REQUIRED WORK. Could you continue the forum thread about creative uses for magic decanters, picking up where it stops?

═════ EXCERPT PROVIDED ═════

Turbines. So much cheaper than using the gravity-shaping effect of _genesis_ to create perpetual motion...


----------



## Rhun (May 25, 2006)

You could give your city-watch _decanters_ mounted on wagons to use to put out fires...or to use as crowd control.


----------



## ShadowRaven (May 26, 2006)

Rhun said:
			
		

> You could give your city-watch _decanters_ mounted on wagons to use to put out fires...or to use as crowd control.





I like this idea


----------



## Nareau (May 26, 2006)

Hypersmurf said:
			
		

> "_The mouth cannot utter verbal components, use command words, or activate magical effects._"
> 
> -Hyp.



I was subjected to exactly this trap by Pielorinho many years ago.  Since the _Magic Mouth_ couldn't be used to activate the device, it instead asked us a riddle.  The answer to the riddle was "poor," which sounds just like the activation command "pour".  You should have see our faces when we all gleefully shouted out the answer to the riddle, only to realize we'd doomed ourselves by doing so.

After deactivating the trap, our party wizard (2e) took the decanter for himself.  He tied it to his quarterstaff and named it "stick".  He then used it very effectively as a firehose to keep bad guys at bay.

We also used it with a _Feather Fall_ spell at some point to escape witch-on-a-broomstick-style.  Pielorinho decided that _Feather Fall_ worked by reducing your mass dramatically, so we all held onto a rope tied to stick as the wizard hopped on and flew us away.

Good times, good times....

Spider


----------



## Recurver (Jun 22, 2015)

═════ RECORDED INFORMATION ═════

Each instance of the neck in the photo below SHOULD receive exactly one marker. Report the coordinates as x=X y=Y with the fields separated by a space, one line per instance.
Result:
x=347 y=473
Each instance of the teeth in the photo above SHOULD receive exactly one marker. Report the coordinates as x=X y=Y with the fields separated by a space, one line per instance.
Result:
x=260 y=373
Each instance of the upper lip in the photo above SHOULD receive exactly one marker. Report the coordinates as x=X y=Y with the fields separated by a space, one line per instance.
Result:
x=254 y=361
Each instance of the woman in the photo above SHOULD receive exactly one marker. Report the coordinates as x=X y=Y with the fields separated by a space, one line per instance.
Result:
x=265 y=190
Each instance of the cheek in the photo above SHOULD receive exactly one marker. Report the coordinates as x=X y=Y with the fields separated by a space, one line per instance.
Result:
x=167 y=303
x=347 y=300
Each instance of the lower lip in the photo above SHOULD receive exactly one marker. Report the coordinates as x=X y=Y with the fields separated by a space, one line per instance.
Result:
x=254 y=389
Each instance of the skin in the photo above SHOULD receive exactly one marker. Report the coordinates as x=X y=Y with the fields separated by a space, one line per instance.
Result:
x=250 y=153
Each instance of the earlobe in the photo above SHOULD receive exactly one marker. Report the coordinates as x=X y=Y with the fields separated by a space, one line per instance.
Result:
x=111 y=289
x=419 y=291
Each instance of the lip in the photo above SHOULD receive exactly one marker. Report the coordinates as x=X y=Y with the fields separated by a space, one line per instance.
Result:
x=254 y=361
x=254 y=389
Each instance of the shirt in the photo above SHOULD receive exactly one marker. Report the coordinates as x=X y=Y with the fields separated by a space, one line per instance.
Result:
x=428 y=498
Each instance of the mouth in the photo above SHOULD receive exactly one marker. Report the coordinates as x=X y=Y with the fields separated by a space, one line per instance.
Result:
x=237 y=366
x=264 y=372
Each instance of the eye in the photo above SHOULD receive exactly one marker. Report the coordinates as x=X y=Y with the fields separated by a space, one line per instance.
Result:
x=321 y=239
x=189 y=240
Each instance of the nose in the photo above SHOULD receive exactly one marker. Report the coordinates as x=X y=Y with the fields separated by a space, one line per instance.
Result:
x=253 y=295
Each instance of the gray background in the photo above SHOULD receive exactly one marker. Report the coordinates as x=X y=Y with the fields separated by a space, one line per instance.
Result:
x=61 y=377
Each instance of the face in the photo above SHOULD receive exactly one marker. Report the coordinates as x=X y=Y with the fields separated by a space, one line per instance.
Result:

═════

OUTPUT OF THE EXERCISE.
The RAW states that on geyser mode it produces 300 gallons per minute. that's it. it must always produce 300 gallons per minute. since pressure in psi is simply the resistance to flow using an aperture to restrict flow would raise the psi to whatever you wanted (within the limitations of the metals used to restrict) that being said the psi produced to run the engine on a nuclear submarine  is only about 3,400 psi at max. this could be achieved very easily simply by making the water go through alot of pipe first with an aperture  to control the psi. one decanter could pheasably get a very large ship to go as fast as a nuclear sub. that speed is roughly 29 Mph


----------



## Greenfield (Jun 23, 2015)

The problem with any calculations of thrust is that you need more than volume/mass per second, you need the velocity its ejected at, and that's just not there.  As in, you can pretend to calculate something, based on something, but at the base of it you're making things up and calling them facts.

What are the facts?  The item says it can produce a stream of water 20' long and a foot across.  In order to have a solid stream of water a foot wide, you need an opening a foot wide.  

We know the decanter doesn't have that, but let's pretend it can somehow do that anyway (here's where we enter the realm of "making things up.  )

Go get your garden hose and turn it on, hard, without a nozzle of any kind.  Aim it up at an angle.  Can you reach a target 20 feet away?

If so, you've confirmed about 40 to 45 psi.  (Pressure regulators in most city water systems cap it at 50.)

Do you feel that mighty thrust from your hose when you do this amazing feat? (sarcasm intended).  There's hardly any, is there.

Multiply it by about two hundred.  (Standard hose is 3/4 inch across.  A stream a foot across has a surface of Pi x 6 x 6 square inches, or 113.0973333 square inches over all.  The hose area is 0.441786 square inches, a bit under a half.)

So sit yourself on a mechanic's creeper or similar wheeled gizmo and see how much speed you can build up with the hose.  By my calculations, it won't have enough to overcome the basic friction in the wheel bearings.  You won't move.

Multiply by 200?  You should reach a screaming 0.75 mph.  As in three quarters of a mile per hour, of a quarter of normal walking speed.

Now apply this to a wagon on a muddy road (the roads will be very muddy if everyone is using these.)  At 9k per decanter you'll top 200k per wagon, easily.  And that's only if you weren't planning on loading anything into the wagon.  Hauling cargo would require a lot more decanters.

There are about a thousand cheaper and easier ways to build a self-powered wagon or watercraft.  

Sorry to be a wet blanket, but with all these decanters around, wet is the only kind there is.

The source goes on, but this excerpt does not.